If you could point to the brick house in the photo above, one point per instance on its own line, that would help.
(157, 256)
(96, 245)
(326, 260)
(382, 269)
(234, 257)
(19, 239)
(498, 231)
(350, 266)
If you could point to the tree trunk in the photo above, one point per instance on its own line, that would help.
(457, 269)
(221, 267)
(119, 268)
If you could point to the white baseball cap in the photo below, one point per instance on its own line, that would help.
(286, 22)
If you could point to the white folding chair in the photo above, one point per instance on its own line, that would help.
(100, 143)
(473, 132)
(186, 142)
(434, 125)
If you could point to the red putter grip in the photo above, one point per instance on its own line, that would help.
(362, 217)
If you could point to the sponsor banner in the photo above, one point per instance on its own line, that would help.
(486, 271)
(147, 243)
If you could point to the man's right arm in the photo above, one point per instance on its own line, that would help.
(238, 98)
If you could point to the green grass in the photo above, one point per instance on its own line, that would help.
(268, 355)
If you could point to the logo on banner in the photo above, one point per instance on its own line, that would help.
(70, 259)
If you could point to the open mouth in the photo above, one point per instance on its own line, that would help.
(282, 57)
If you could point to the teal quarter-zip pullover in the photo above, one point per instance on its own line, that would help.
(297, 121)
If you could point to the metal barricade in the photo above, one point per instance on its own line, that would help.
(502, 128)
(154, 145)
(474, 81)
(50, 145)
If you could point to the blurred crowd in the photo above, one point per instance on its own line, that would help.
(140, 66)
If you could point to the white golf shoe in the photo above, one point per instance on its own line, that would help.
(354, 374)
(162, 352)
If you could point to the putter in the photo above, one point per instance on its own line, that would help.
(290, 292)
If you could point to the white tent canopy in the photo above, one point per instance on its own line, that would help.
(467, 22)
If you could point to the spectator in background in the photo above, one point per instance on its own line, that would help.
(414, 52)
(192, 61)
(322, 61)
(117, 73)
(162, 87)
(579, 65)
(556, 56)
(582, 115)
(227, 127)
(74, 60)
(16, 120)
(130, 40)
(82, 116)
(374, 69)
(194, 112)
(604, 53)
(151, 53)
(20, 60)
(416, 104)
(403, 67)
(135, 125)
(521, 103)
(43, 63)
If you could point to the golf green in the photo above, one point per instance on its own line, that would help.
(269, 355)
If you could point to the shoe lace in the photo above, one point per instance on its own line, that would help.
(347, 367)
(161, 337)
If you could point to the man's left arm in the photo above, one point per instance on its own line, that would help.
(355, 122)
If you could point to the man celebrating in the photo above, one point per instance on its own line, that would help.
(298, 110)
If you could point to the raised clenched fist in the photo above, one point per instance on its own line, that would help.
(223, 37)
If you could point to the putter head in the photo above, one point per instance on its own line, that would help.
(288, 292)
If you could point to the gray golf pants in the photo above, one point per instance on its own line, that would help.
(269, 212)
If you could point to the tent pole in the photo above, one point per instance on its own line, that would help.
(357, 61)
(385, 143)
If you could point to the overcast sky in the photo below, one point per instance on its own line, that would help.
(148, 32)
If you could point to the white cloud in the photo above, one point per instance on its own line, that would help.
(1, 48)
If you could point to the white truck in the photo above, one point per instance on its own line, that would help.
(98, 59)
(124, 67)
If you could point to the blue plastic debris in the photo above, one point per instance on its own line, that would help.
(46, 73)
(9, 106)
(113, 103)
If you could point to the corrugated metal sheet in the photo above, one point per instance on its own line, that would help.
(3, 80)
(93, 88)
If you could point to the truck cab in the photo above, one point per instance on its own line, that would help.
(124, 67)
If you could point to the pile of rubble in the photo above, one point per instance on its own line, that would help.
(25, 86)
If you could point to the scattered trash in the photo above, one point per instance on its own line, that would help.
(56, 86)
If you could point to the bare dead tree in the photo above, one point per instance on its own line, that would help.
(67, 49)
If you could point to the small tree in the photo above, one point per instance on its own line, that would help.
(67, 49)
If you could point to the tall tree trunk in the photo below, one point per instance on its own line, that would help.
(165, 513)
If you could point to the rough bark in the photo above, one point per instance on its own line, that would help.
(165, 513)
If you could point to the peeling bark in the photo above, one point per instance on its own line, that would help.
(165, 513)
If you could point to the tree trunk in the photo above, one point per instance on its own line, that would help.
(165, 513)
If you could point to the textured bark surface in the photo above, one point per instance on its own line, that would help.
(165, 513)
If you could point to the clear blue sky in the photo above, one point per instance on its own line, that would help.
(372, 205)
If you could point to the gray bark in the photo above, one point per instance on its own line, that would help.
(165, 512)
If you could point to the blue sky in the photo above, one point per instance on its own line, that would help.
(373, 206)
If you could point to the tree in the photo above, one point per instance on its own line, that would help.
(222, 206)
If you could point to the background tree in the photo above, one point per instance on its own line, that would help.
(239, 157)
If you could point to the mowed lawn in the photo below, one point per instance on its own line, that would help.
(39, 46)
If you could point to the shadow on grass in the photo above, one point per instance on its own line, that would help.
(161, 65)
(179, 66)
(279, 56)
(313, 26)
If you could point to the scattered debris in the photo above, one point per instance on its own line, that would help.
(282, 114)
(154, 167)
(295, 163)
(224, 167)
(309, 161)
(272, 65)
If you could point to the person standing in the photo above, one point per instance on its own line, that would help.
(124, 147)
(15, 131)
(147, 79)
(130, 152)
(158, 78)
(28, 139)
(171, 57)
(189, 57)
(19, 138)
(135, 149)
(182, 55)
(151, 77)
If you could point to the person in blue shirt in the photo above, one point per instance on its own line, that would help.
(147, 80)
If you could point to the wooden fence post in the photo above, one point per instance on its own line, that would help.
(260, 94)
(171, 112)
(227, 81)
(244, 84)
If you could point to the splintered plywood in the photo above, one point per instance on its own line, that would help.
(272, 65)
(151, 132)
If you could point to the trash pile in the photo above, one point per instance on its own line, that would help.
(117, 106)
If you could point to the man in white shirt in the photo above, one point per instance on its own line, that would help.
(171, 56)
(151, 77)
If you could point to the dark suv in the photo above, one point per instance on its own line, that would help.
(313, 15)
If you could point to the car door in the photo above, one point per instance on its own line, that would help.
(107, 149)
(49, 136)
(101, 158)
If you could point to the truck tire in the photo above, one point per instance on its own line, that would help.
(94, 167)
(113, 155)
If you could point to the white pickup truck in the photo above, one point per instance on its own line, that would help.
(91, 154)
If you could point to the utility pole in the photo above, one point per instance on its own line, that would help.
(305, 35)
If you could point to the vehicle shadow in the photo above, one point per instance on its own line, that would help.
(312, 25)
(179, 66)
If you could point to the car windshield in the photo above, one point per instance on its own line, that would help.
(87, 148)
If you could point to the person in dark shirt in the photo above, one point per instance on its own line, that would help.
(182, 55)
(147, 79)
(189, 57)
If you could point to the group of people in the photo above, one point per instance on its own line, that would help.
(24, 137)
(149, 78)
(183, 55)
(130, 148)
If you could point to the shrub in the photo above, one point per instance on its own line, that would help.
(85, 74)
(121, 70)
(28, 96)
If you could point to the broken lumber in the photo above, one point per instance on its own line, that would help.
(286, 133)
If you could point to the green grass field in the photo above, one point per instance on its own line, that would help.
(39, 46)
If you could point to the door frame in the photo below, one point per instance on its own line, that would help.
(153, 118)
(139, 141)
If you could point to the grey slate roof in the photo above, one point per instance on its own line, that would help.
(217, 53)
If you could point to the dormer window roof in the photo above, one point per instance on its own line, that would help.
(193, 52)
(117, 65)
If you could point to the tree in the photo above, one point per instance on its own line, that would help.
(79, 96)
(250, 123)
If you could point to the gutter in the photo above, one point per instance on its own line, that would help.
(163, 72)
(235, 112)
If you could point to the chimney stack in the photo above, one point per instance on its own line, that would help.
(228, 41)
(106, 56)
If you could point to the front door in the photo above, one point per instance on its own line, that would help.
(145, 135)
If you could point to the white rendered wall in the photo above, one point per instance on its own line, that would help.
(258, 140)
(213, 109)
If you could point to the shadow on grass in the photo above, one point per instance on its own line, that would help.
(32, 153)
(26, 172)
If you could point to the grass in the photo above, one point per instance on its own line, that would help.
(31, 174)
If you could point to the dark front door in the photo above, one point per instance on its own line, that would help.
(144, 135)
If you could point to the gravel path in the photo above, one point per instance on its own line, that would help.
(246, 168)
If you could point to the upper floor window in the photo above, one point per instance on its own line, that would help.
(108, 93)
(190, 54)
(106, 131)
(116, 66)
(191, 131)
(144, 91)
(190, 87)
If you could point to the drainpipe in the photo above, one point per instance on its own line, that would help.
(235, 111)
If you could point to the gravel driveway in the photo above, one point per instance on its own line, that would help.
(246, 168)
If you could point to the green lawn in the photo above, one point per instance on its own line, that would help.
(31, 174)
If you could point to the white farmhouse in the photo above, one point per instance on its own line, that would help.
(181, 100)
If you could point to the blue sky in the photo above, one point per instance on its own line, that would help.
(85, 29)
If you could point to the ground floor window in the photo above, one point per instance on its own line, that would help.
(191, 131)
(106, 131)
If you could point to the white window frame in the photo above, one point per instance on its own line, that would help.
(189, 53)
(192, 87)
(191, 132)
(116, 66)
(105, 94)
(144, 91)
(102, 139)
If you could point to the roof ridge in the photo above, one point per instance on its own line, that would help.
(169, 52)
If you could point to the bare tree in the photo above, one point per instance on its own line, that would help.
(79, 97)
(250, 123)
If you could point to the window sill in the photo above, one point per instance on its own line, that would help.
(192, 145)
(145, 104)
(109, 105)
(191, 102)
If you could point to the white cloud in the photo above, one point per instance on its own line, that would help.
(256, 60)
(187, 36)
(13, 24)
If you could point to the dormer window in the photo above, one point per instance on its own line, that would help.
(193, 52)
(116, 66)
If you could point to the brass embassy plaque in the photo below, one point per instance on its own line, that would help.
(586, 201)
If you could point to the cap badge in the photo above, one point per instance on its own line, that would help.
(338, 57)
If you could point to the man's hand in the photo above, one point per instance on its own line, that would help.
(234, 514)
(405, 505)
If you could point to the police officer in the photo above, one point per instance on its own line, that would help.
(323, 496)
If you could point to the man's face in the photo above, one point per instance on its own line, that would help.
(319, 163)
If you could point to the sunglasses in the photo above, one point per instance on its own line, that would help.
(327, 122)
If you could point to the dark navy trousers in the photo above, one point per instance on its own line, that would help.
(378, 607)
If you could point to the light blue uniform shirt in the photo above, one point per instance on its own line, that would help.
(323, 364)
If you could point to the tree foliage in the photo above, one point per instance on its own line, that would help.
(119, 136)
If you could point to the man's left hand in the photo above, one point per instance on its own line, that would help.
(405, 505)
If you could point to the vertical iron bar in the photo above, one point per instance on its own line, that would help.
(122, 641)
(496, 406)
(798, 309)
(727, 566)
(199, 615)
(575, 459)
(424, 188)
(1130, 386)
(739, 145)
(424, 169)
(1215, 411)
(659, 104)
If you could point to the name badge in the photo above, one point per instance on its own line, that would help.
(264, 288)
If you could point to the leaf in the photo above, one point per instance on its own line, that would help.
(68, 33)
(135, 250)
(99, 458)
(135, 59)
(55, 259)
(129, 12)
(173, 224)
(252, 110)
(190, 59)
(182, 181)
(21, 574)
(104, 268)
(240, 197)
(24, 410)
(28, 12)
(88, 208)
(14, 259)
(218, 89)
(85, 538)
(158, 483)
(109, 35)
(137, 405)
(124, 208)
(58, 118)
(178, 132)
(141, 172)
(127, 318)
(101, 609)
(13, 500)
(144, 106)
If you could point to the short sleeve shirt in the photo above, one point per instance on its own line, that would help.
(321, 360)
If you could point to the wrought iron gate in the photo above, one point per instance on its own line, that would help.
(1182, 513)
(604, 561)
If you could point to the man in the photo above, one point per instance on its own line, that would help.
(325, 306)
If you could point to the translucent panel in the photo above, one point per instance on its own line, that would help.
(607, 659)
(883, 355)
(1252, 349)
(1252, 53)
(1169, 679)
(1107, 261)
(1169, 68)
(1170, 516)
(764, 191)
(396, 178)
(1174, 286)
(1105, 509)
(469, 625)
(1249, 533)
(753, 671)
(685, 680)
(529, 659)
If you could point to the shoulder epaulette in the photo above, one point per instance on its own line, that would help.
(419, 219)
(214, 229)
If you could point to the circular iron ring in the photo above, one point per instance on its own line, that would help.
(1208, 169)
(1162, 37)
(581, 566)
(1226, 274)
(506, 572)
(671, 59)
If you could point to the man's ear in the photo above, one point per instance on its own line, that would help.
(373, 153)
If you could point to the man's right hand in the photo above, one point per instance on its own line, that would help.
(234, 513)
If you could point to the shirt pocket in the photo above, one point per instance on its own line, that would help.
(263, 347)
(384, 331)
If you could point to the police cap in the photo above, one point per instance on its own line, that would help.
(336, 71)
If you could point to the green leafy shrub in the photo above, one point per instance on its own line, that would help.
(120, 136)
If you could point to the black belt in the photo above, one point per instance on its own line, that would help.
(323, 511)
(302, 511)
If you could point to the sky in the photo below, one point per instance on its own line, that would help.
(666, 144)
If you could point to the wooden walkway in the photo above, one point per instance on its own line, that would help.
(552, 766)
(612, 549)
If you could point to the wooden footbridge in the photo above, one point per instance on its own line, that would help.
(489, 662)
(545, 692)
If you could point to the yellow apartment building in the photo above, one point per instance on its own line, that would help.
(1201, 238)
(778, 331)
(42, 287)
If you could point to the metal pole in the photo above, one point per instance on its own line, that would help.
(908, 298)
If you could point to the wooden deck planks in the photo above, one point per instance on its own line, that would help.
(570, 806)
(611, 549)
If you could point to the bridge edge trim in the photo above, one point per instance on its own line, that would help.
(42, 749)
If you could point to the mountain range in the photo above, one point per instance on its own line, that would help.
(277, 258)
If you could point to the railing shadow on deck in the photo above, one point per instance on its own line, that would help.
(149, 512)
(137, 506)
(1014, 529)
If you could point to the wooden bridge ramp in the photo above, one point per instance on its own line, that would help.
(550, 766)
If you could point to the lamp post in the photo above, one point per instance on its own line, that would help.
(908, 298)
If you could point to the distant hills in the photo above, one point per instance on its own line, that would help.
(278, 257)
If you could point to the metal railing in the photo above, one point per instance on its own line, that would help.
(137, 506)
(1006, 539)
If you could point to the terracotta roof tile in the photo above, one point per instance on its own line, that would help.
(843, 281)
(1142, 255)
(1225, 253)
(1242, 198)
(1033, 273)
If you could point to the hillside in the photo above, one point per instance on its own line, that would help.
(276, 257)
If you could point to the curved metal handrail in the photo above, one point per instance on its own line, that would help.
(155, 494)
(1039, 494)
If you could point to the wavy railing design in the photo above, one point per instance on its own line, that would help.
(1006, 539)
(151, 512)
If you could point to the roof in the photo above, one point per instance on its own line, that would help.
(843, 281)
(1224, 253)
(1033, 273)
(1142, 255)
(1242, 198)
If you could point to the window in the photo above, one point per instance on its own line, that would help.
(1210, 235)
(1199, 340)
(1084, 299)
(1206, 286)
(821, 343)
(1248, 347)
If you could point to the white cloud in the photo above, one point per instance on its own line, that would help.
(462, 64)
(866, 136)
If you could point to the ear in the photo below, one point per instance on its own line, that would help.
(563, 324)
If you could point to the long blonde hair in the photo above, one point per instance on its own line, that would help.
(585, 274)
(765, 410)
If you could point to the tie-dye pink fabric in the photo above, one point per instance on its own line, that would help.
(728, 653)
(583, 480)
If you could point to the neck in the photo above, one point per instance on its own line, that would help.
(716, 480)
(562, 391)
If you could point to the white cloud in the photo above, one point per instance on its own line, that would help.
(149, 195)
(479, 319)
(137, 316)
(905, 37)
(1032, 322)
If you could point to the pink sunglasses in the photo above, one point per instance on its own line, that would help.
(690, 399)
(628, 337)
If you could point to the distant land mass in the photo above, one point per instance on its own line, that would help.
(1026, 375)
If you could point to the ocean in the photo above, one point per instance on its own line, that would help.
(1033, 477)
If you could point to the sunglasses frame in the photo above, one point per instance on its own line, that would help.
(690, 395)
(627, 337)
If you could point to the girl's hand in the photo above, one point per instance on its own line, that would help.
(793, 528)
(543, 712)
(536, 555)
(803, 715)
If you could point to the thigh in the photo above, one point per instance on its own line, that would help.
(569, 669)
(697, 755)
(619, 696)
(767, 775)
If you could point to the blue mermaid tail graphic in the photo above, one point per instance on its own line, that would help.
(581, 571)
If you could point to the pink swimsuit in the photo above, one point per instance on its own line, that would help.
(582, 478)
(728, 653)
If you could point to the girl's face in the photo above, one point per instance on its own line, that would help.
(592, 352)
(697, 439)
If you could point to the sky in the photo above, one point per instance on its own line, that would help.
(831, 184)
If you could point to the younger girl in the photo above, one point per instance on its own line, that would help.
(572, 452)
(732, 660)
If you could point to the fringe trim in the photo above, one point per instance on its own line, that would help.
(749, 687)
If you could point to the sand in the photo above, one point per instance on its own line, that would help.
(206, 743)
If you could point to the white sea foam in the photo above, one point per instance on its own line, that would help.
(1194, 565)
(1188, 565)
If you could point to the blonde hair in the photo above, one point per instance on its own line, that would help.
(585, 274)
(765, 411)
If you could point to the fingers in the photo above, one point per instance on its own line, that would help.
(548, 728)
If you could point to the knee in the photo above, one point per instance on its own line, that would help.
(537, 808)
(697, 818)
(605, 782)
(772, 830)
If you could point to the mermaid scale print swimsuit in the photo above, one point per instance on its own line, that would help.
○ ○ ○
Word for word, quote the lines from the line containing "If you could point to the distant land" through the end of the material, both included, and nothing else.

If you could point to the distant land mass in the photo above, one point per instance on its own line, that would help.
(1026, 375)
If you could point to the ocean in the photo above, one point per instance on its own line, that would help.
(1033, 477)
If you could point to the sunglasses frame in the photo above, one point per instance on its own line, that would help.
(690, 395)
(627, 337)
If you could point to the girl's hand in the photo above, one point per instance on its own line, that would help.
(793, 528)
(543, 712)
(536, 555)
(803, 715)
If you could point to the thigh in the photo above, one point per instance on its own line, that would help.
(569, 669)
(697, 755)
(619, 696)
(767, 775)
If you could point to the blue mermaid tail graphic in the photo above, one point per instance on its own line, that would help.
(581, 571)
If you could point to the pink swimsuit in the photo above, one point per instance on its own line, that would help.
(582, 478)
(728, 653)
If you could point to the girl's face in the photo above, one point per instance on its own line, that would help.
(592, 352)
(697, 439)
If you could point to the sky in the photo above, one point per instance on its own line, that would help.
(831, 184)
If you could point to the younger girl in the photo above, one point per instance on its own line, that would help.
(572, 452)
(732, 660)
If you could point to the fringe trim in the photo above, one point per instance on its own line, that would help.
(749, 687)
If you could point to the sand in the photo above, one point per instance on its own line, that would help.
(206, 743)
If you could point to the white sea foam in the photo above, one point per instance on its own line, that would help.
(1194, 565)
(1188, 565)
If you could point to the blonde hair in the photo above, one point per instance on its own line, that would help.
(585, 274)
(765, 411)
If you could point to the fingers in the photo above, one point per instance on its own line, that would help.
(548, 728)
If you could point to the knee in the photo above, one point per instance on its own line, that would help.
(537, 808)
(697, 818)
(605, 782)
(772, 830)
If you could point to the mermaid scale print swimsuit in the photo above, one point per instance on its own line, that would help.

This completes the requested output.